**What to work on**
Return the lines of the material below unchanged, from the line containing "Note to the class: point out every instance of the hazy" through the end of the material, with both ends included. Leave the pictures out of your answer.
--- Input ---
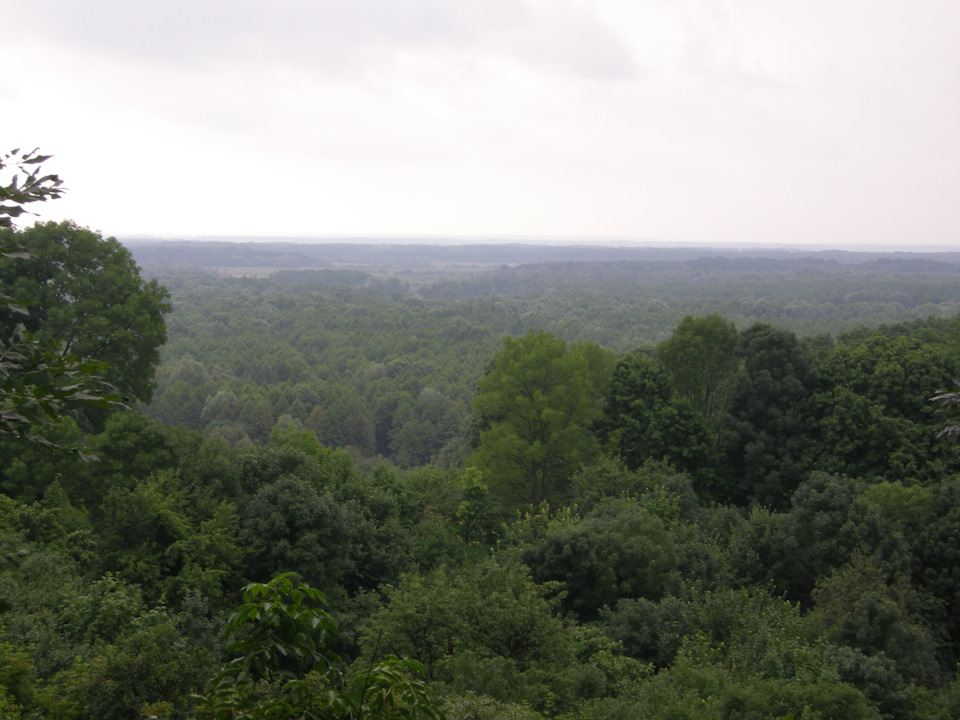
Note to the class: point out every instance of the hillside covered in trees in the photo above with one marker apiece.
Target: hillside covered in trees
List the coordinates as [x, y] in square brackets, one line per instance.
[674, 487]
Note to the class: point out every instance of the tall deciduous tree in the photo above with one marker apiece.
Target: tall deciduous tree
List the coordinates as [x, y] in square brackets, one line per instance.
[644, 421]
[85, 294]
[36, 381]
[700, 362]
[768, 440]
[537, 403]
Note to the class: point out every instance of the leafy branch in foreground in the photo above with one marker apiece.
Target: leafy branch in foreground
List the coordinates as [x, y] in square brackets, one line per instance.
[284, 666]
[37, 382]
[34, 187]
[38, 385]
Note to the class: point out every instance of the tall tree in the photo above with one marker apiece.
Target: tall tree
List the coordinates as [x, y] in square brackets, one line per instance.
[643, 420]
[38, 380]
[536, 404]
[700, 362]
[85, 294]
[768, 440]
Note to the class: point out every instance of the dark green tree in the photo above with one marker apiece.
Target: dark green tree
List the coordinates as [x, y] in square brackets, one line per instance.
[768, 427]
[699, 359]
[283, 666]
[536, 404]
[39, 378]
[85, 293]
[642, 420]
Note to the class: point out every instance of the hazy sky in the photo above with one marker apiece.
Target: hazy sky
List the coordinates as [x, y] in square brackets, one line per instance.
[758, 121]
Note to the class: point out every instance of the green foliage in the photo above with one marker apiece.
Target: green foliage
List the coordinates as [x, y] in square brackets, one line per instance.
[487, 627]
[827, 524]
[642, 421]
[767, 440]
[85, 294]
[284, 665]
[700, 362]
[619, 549]
[153, 664]
[34, 187]
[537, 402]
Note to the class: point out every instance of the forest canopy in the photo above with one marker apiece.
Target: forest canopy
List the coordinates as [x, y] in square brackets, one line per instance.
[686, 488]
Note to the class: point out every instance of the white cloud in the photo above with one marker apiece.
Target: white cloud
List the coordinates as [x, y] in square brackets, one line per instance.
[689, 120]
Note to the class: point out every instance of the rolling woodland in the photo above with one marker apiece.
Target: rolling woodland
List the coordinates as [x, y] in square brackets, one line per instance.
[477, 483]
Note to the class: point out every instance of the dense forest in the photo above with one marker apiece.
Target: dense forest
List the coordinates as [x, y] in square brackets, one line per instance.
[674, 487]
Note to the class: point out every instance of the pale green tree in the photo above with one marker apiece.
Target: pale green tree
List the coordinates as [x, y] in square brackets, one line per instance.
[535, 406]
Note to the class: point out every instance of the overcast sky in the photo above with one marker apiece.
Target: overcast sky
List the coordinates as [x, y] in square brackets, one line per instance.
[827, 122]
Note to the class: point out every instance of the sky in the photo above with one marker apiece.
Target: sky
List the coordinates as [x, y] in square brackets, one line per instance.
[799, 122]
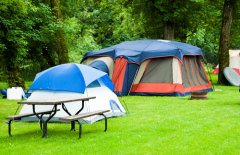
---
**Problem solution**
Note to the class: point out every instance of the hazy sky in the photo above with one marker apiece.
Target: hazy sky
List the coordinates as [x, y] in square brackets, one line per instance.
[758, 121]
Note to the class: point out every instance of the green foliage in the photo above with one marker apiece.
Target: green foliage
List the coordinates as [x, y] in square brackets, one line per instance.
[487, 627]
[827, 524]
[642, 421]
[767, 440]
[85, 294]
[284, 665]
[700, 362]
[619, 549]
[153, 664]
[34, 187]
[537, 402]
Note to the class: point out every instance of the forest canopy in the photo above with one marker apiece.
Target: forest canopy
List the coordinates as [x, y] in square brackets, one line per instance.
[686, 488]
Note to the class: point out every instance of the white cloud in the photo above with one marker apiece.
Target: white cloud
List the coordinates as [x, y] in square brackets, one line per instance.
[689, 120]
Note to the class: point out every instance of the rolling woodland in the photo above with one marker apiece.
Target: rolling woodland
List the coordinates as [x, y] in square brackets, one line per instance.
[477, 483]
Note to the class: point out every instance of the dense forest in the photo above with one marker apiece.
Target: dense forest
List the coordinates as [x, y] in square brackets, one line per instance.
[674, 487]
Note to the class: point out every instance of the pale green tree in the photo above with one marker apiece.
Target: pale green tree
List the coordinates as [x, y] in square brackets, one line per instance.
[535, 406]
Note to the class: point out every instance of the overcast sky in the photo above with one marker apiece.
Target: overcast sky
List the coordinates as [x, y] in square brackets, one line per instance.
[827, 122]
Note to the class: point out every instance of the sky in the photo above with one marker apiece.
Target: sky
List the coordinates as [x, y] in square brackets, one line per instance.
[799, 122]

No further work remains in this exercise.